#### DO THIS:
Please reproduce every line of the items below, requests included, scaling each x and y coordinate in the answers by 0.4 and rounding the results to whole numbers, with halves rounded up.

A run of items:
■ ■ ■ ■ ■ ■ ■

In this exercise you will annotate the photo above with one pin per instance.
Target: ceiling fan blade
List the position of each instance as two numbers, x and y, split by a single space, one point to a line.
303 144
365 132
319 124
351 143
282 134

■ ■ ■ ■ ■ ■ ■

#### SOLUTION BELOW:
In this exercise you will annotate the photo above with one pin per instance.
Target: ceiling fan blade
List the position of each instance as two numbers, x and y, split by a single space, one point to a line.
121 58
146 53
128 50
140 57
113 54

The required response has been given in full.